• [Given text]:
--- BEGIN ---
She is fiercely dedicated to celebrating new writing, and her generosity of spirit touches so many facets of our community. As an editor, she learned from mentors at the Paris Review and in the 1990s went on to cofound Tin House, one of our generation’s most revered literary magazines. These days, Schappell contributes to Tin House as editor-at-large while also penning book reviews in her “Hot Type” column in Vanity Fair—making her role as a reader just as influential as her editorial work.
Schappell is a fiction writer to the core. Her latest book, Blueprints for Building Better Girls, was chosen as one of the best books of the year by outlets as varied as the Wall Street Journal, Newsweek, and O magazine. And perhaps not surprisingly given her obsession with new writing, Schappell also makes time to teach creative writing in the MFA programs at Columbia University and Queens University.
I’m equally inspired by Schappell’s ass-in-chair dedication to writing as I am by her literary hustle. Writing doesn’t come any easier because of her many lit jobs: the first drafts are still rough and rambling, the distractions always tempting, and the self-doubt raging. We talked about how she manages to get it all done; how writing, reading, and editing have shaped her; and why a discombobulated household is a sign that Schappell’s writing is right where she wants it to be.
--- END ---
• [The tasks]:
[A] According to the Schappell profile, what literary magazine did she cofound in the 1990s?
[B] Duplicate a passage from the Schappell profile, beginning at the words "Schappell is a" and stopping after the words "and Queens University.".
Please answer using only the Schappell profile.

• [Provided data]:
--- BEGIN ---
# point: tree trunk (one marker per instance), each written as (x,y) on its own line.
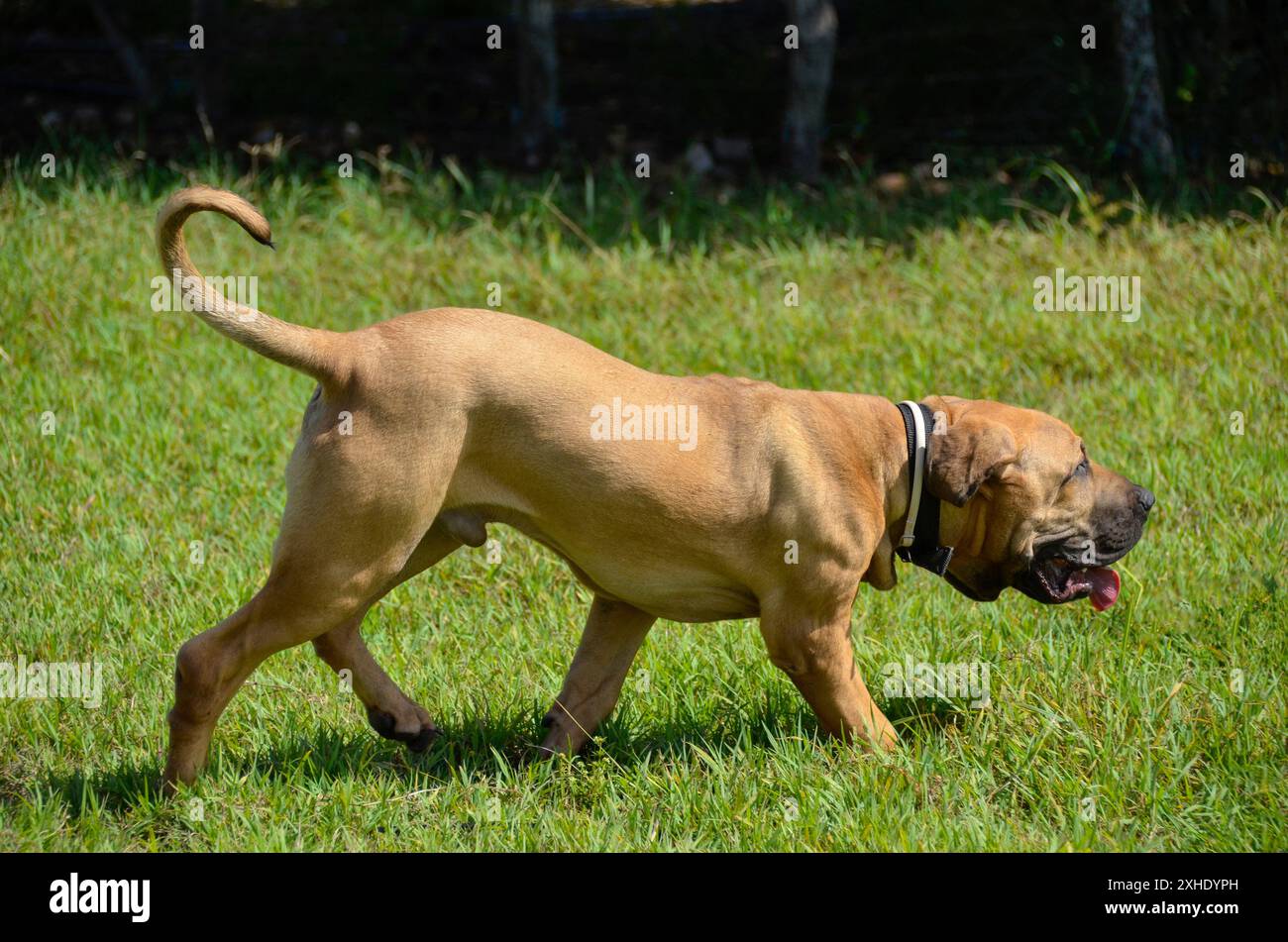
(539,73)
(809,73)
(1145,137)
--- END ---
• [Final answers]:
[A] Tin House

[B]
Schappell is a fiction writer to the core. Her latest book, Blueprints for Building Better Girls, was chosen as one of the best books of the year by outlets as varied as the Wall Street Journal, Newsweek, and O magazine. And perhaps not surprisingly given her obsession with new writing, Schappell also makes time to teach creative writing in the MFA programs at Columbia University and Queens University.